_Исходный текст_
———

Сегодня простой человек не ищет музыку. Он встает и говорит: «Доброе утро, Алиса! Составь мне плейлист на сегодня». И Алиса, исходя из того, что сейчас популярно в интернете, и того, что этот человек слушает, выдает ему некий музыкальный фаст-фуд. Она никогда ему не предложит послушать целый альбом группы «Чайф». Так что Стив Джобс подложил мину замедленного действия всему мировому музыкальному сообществу. Он сказал людям: зачем вам отдельные альбомы, вы сами себе можете сделать сборник на день, на неделю. Он взорвал эти устои, они ни у кого не работают, не только у нас. В интернете музыку альбомами слушает очень небольшой процент людей. Мы бы хотели, чтобы альбом воспринимался целостно, так, как мы его задумали, с его атмосферой и последовательностью песен. Но в современных реалиях некоторые наши песни просто не доходят до слушателя.

———

_Список строк_
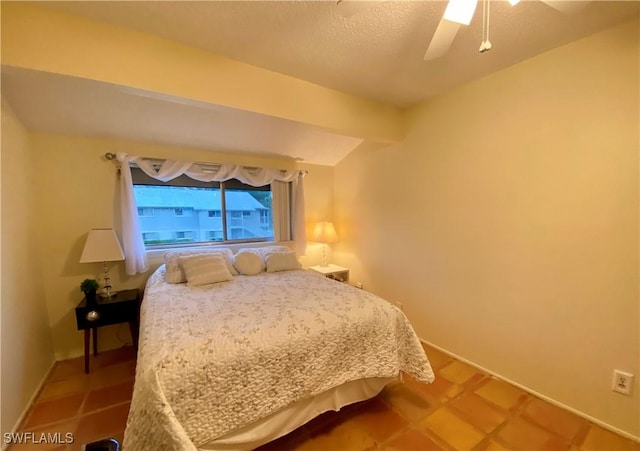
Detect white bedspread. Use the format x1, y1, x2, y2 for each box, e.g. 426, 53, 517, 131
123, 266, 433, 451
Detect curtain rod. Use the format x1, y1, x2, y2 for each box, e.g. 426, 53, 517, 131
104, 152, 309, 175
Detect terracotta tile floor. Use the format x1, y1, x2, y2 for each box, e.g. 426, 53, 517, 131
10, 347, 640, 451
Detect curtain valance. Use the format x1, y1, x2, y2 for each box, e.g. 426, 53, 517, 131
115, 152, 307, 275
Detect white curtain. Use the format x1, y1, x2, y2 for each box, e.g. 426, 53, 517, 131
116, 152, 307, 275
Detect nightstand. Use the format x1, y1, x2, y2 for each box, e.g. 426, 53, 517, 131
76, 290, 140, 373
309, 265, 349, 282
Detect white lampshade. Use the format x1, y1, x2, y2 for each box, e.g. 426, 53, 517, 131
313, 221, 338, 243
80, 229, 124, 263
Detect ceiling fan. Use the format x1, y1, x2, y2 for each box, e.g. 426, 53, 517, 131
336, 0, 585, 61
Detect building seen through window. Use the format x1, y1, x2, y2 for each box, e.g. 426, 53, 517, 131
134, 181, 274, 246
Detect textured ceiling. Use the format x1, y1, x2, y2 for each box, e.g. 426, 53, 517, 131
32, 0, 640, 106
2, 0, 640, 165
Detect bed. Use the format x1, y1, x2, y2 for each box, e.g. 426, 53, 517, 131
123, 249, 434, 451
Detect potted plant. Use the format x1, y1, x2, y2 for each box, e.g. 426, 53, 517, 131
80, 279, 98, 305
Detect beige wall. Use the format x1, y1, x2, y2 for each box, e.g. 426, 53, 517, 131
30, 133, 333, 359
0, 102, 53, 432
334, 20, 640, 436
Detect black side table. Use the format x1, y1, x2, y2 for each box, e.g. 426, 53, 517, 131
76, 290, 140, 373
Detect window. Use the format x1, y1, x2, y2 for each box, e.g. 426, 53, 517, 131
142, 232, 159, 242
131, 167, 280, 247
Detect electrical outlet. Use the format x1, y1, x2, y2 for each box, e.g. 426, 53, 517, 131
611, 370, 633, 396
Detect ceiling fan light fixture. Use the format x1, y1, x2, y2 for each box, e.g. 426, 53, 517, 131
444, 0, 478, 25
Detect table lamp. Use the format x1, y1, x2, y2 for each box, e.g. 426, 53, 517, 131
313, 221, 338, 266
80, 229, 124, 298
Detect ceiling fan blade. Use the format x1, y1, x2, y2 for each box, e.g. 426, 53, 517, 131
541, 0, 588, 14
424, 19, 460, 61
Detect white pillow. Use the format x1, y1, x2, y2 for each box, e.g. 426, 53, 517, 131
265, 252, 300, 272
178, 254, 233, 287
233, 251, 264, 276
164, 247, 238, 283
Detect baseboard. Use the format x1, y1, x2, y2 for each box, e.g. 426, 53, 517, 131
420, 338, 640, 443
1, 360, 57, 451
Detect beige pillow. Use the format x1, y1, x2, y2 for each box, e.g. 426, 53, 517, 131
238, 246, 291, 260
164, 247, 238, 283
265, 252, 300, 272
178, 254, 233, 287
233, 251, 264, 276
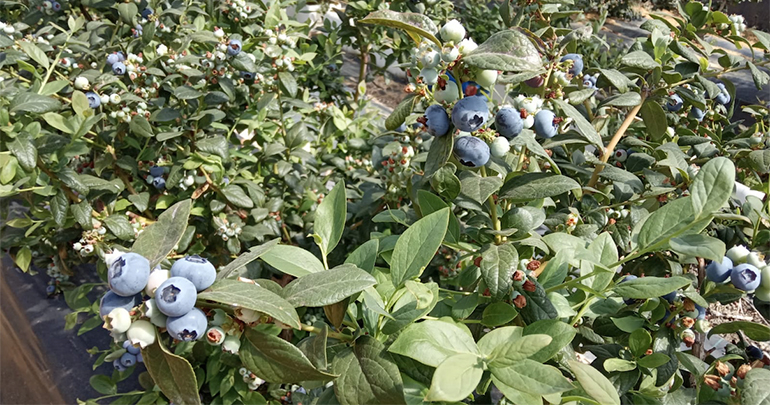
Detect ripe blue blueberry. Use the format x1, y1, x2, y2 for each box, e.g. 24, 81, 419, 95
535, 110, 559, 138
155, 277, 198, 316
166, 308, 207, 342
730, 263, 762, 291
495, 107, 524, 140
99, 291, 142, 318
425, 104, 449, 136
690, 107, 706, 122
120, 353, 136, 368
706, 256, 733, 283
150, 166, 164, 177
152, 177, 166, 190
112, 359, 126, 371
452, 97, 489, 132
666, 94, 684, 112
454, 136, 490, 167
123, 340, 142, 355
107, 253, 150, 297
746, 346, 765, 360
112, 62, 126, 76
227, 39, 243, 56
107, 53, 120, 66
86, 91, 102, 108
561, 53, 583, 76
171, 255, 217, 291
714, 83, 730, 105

———

_Вопросы и задания_
a – Пожалуйста, выпишите из исходного текста фрагмент, начиная со слов «Сегодня простой человек» и продолжая до слов «доходят до слушателя.» включительно.
b – Проверьте, соответствуют ли исходному тексту утверждения (i)–(iii). Для каждого ответьте «да» или «нет» и приведите дословно слова текста, на которых основан ответ.
(i) Алиса может предложить человеку послушать целый альбом группы «Чайф».
(ii) Стив Джобс говорил людям, что они сами могут составить себе сборник на день или на неделю.
(iii) В интернете музыку альбомами слушает очень небольшой процент людей.
Строки выше к работе не относятся.

_Ответы к заданиям_
a –
Сегодня простой человек не ищет музыку. Он встает и говорит: «Доброе утро, Алиса! Составь мне плейлист на сегодня». И Алиса, исходя из того, что сейчас популярно в интернете, и того, что этот человек слушает, выдает ему некий музыкальный фаст-фуд. Она никогда ему не предложит послушать целый альбом группы «Чайф». Так что Стив Джобс подложил мину замедленного действия всему мировому музыкальному сообществу. Он сказал людям: зачем вам отдельные альбомы, вы сами себе можете сделать сборник на день, на неделю. Он взорвал эти устои, они ни у кого не работают, не только у нас. В интернете музыку альбомами слушает очень небольшой процент людей. Мы бы хотели, чтобы альбом воспринимался целостно, так, как мы его задумали, с его атмосферой и последовательностью песен. Но в современных реалиях некоторые наши песни просто не доходят до слушателя.

b –
(i) Нет: «Она никогда ему не предложит послушать целый альбом группы «Чайф».»
(ii) Да: «вы сами себе можете сделать сборник на день, на неделю.»
(iii) Да: «В интернете музыку альбомами слушает очень небольшой процент людей.»